PROBLEM = Repeat all entries exactly.

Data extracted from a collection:
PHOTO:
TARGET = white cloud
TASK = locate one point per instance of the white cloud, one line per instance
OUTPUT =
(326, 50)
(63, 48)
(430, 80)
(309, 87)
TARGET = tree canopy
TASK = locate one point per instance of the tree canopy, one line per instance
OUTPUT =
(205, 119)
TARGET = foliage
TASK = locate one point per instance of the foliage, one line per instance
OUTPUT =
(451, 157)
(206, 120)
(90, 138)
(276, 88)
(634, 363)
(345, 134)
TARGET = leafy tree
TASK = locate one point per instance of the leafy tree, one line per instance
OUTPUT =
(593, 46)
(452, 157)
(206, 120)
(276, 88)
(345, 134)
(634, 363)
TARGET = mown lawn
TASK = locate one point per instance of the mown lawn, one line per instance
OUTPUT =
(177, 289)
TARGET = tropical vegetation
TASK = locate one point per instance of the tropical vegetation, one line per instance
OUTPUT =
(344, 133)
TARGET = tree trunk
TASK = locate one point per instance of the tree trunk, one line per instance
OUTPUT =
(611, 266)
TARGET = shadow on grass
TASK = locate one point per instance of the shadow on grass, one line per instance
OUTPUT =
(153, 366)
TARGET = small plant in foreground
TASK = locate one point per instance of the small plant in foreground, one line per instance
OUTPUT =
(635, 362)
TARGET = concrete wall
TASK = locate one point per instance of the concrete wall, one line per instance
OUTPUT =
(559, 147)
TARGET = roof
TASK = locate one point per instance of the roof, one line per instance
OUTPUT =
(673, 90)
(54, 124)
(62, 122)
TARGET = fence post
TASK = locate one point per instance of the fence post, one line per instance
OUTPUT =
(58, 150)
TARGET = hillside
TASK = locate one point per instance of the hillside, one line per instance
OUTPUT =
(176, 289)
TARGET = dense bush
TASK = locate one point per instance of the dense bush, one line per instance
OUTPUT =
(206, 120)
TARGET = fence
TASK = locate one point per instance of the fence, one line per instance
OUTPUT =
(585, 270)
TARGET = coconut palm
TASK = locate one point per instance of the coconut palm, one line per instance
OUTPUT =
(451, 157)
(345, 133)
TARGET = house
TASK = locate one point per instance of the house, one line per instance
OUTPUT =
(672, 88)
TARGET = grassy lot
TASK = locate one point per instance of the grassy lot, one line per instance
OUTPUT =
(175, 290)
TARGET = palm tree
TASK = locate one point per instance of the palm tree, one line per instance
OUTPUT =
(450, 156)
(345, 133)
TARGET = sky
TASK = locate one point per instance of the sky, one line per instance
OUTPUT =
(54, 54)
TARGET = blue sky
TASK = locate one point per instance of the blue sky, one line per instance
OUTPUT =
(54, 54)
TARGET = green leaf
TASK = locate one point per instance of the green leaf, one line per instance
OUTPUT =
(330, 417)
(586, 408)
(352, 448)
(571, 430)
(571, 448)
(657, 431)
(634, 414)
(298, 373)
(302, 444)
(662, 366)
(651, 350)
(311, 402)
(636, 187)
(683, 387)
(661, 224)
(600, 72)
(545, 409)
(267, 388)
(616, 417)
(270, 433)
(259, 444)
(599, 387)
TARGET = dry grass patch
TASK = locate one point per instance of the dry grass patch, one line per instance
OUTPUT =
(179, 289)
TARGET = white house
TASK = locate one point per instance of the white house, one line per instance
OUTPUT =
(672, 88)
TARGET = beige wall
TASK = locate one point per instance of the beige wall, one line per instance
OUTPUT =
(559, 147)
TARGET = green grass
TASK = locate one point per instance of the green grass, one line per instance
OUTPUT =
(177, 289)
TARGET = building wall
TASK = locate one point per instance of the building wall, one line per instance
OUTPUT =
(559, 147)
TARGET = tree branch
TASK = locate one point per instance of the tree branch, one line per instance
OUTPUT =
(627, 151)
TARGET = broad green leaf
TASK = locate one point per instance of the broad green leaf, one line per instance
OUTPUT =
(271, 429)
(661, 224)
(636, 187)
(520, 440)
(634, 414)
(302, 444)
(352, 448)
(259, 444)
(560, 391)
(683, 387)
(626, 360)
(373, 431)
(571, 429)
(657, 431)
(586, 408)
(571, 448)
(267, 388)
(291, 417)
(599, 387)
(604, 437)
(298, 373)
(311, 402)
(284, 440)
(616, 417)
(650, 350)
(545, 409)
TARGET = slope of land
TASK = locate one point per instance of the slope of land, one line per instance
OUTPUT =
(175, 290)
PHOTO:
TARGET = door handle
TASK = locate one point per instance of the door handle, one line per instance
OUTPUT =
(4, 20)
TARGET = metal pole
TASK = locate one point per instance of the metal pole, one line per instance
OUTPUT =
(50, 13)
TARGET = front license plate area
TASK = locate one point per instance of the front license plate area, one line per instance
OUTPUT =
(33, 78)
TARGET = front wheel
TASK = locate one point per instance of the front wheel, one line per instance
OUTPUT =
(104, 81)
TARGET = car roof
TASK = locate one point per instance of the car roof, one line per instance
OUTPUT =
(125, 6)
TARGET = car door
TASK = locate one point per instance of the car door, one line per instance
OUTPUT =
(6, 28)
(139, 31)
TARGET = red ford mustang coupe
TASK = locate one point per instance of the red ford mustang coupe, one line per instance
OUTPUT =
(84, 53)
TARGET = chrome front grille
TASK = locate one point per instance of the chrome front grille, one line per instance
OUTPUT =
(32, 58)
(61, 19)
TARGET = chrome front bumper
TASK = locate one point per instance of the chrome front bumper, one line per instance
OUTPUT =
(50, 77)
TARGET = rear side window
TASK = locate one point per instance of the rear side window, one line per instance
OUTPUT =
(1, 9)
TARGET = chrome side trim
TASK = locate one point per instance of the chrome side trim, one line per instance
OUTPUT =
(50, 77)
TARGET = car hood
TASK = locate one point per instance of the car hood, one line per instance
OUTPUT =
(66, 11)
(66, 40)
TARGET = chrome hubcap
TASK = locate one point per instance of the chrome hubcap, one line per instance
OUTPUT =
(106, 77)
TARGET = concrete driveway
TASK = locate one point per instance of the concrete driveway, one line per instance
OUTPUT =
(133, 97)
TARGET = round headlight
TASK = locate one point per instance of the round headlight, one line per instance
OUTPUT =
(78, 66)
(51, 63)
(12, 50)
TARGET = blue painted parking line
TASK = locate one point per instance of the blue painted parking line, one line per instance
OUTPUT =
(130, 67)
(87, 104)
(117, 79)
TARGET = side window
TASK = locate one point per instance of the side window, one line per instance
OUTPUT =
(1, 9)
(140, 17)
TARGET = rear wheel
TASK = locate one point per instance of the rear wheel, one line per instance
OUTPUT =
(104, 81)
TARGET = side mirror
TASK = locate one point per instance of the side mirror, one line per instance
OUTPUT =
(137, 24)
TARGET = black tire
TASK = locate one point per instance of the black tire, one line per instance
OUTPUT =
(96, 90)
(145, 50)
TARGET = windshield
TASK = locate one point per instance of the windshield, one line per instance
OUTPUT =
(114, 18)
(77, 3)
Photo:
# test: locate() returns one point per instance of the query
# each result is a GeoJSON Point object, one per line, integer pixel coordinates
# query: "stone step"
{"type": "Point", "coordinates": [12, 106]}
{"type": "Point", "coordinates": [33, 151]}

ANSWER TO THIS TASK =
PHOTO:
TARGET = white cloud
TASK = locate one point per instance of the white cloud, one line per instance
OUTPUT =
(326, 50)
(63, 48)
(430, 80)
(309, 87)
TARGET = tree canopy
TASK = locate one point per instance of the tree canopy, one line per instance
OUTPUT =
(205, 119)
TARGET = foliage
TASK = locate one point per instance of the foliage, one line per instance
OUTPUT =
(451, 157)
(206, 120)
(90, 138)
(276, 88)
(634, 363)
(345, 134)
TARGET = leafy tree
TASK = locate one point per instance of the leafy tree, one line per instance
OUTPUT =
(593, 46)
(452, 157)
(206, 120)
(276, 88)
(345, 134)
(634, 363)
TARGET = mown lawn
TASK = locate one point per instance of the mown lawn, one line per instance
OUTPUT =
(177, 289)
TARGET = tropical vegetation
TASK = locate one point per instance of the tropical vegetation, one line per instance
OUTPUT =
(344, 133)
TARGET = tree trunk
TASK = locate one point per instance of the tree trunk, one line per instance
OUTPUT =
(611, 266)
TARGET = shadow on grass
TASK = locate one point per instance of the shadow on grass, one line per instance
OUTPUT =
(153, 366)
TARGET = small plant in foreground
TASK = locate one point per instance of the small plant in foreground, one line per instance
OUTPUT =
(635, 362)
TARGET = concrete wall
TASK = locate one point per instance of the concrete wall, one line per instance
OUTPUT =
(559, 147)
TARGET = roof
TASK = locate one point per instance of the roof, one line per instance
OUTPUT =
(673, 90)
(54, 124)
(62, 122)
TARGET = fence post
TASK = locate one point per instance of the fence post, one line per instance
OUTPUT =
(58, 150)
TARGET = hillside
TASK = locate one point per instance of the hillside, one line per instance
OUTPUT =
(176, 289)
TARGET = dense bush
TASK = locate one point per instance of the dense bush, one line per instance
OUTPUT =
(206, 120)
TARGET = fence
TASK = locate one point per instance of the fence, one line per instance
OUTPUT =
(585, 270)
TARGET = coconut palm
TASK = locate one point per instance of the coconut palm, one line per instance
OUTPUT =
(451, 157)
(345, 133)
TARGET = house
TASK = locate one point per instance of the house, one line per instance
OUTPUT =
(672, 88)
TARGET = grassy lot
TASK = locate one point per instance of the grassy lot, one line per instance
OUTPUT =
(175, 290)
TARGET = palm tree
TASK = locate one point per instance of the palm tree, one line per instance
OUTPUT =
(450, 156)
(345, 133)
TARGET = sky
TASK = locate one point per instance of the sky, one line per instance
OUTPUT =
(54, 54)
TARGET = blue sky
TASK = locate one point per instance of the blue sky, one line per instance
OUTPUT =
(54, 54)
TARGET = green leaf
TASK = locate one point per instance of the green leaf, one line per instance
OUTPUT =
(330, 417)
(586, 408)
(352, 448)
(571, 430)
(571, 448)
(657, 431)
(634, 414)
(298, 373)
(302, 444)
(662, 366)
(651, 350)
(311, 402)
(636, 187)
(683, 387)
(661, 224)
(600, 72)
(545, 409)
(267, 388)
(616, 417)
(270, 433)
(259, 444)
(599, 387)
TARGET = dry grass patch
TASK = locate one point per instance of the dry grass patch, one line per instance
OUTPUT =
(179, 289)
TARGET = white house
TASK = locate one point per instance of the white house, one line per instance
OUTPUT =
(672, 88)
TARGET = beige wall
TASK = locate one point per instance of the beige wall, one line per instance
OUTPUT =
(559, 147)
TARGET = green grass
TASK = locate one point per instance of the green grass, one line per instance
OUTPUT =
(177, 289)
TARGET = building wall
TASK = locate one point per instance of the building wall, one line per instance
OUTPUT =
(559, 147)
TARGET = tree branch
TASK = locate one point per instance of the tree branch, one line per instance
OUTPUT =
(627, 151)
TARGET = broad green leaf
TASK = locate one point per instance of the broad green leaf, one line per instance
OUTPUT =
(271, 429)
(661, 224)
(636, 187)
(520, 440)
(634, 414)
(302, 444)
(352, 448)
(259, 444)
(560, 391)
(683, 387)
(626, 360)
(373, 431)
(571, 429)
(657, 431)
(586, 408)
(571, 448)
(267, 388)
(291, 417)
(599, 387)
(604, 437)
(298, 373)
(311, 402)
(284, 440)
(616, 417)
(650, 350)
(545, 409)
TARGET = slope of land
TASK = locate one point per instance of the slope of land, one line per instance
OUTPUT =
(175, 290)
PHOTO:
TARGET = door handle
TASK = locate one point per instance of the door handle, one line per instance
OUTPUT =
(4, 20)
TARGET = metal pole
TASK = locate one point per instance of the metal pole, one line per instance
OUTPUT =
(50, 13)
TARGET = front license plate area
TASK = locate one point per instance of the front license plate area, one line per instance
OUTPUT =
(33, 78)
TARGET = front wheel
TASK = locate one point per instance of the front wheel, one line per instance
OUTPUT =
(104, 81)
TARGET = car roof
TASK = locate one point per instance of the car roof, one line per instance
OUTPUT =
(125, 6)
TARGET = car door
TASK = locate one point per instance of the car door, one line per instance
OUTPUT =
(6, 28)
(139, 31)
TARGET = red ford mustang coupe
TASK = locate one point per instance of the red ford mustang coupe, one line per instance
OUTPUT =
(84, 53)
TARGET = chrome front grille
TASK = locate one point per instance of the chrome front grille, one line per instance
OUTPUT =
(32, 58)
(61, 19)
TARGET = chrome front bumper
TASK = locate one point per instance of the chrome front bumper, one line per instance
OUTPUT =
(50, 77)
TARGET = rear side window
TASK = locate one point per instance of the rear side window, one line per instance
OUTPUT =
(1, 9)
TARGET = chrome side trim
TASK = locate one point per instance of the chrome side trim, one line per instance
OUTPUT =
(50, 77)
TARGET = car hood
TASK = locate one point per instance of the car hood, one line per instance
OUTPUT =
(66, 11)
(66, 40)
TARGET = chrome hubcap
TASK = locate one point per instance of the chrome hubcap, one line per instance
OUTPUT =
(106, 77)
TARGET = concrete driveway
TASK = locate one point per instance of the concrete driveway, one line per instance
OUTPUT =
(133, 97)
TARGET = round headlight
TASK = locate one point per instance of the round headlight, one line per instance
OUTPUT =
(78, 66)
(51, 63)
(12, 50)
TARGET = blue painted parking line
TASK = locate one point per instance of the blue painted parking line, one line per instance
OUTPUT =
(130, 67)
(87, 104)
(117, 79)
TARGET = side window
TASK = locate one point per instance of the side window, one line per instance
OUTPUT =
(1, 9)
(140, 17)
TARGET = rear wheel
TASK = locate one point per instance of the rear wheel, one line per instance
OUTPUT =
(104, 81)
TARGET = side mirror
TASK = locate one point per instance of the side mirror, one line per instance
OUTPUT =
(137, 24)
TARGET = black tire
TASK = locate one point per instance of the black tire, one line per instance
OUTPUT =
(96, 90)
(145, 50)
TARGET = windshield
TASK = locate one point per instance of the windshield, one line per instance
OUTPUT =
(114, 18)
(77, 3)
Photo:
# test: locate() returns one point per instance of the query
# each result is a GeoJSON Point object, one per line, integer pixel coordinates
# query: "stone step"
{"type": "Point", "coordinates": [12, 106]}
{"type": "Point", "coordinates": [33, 151]}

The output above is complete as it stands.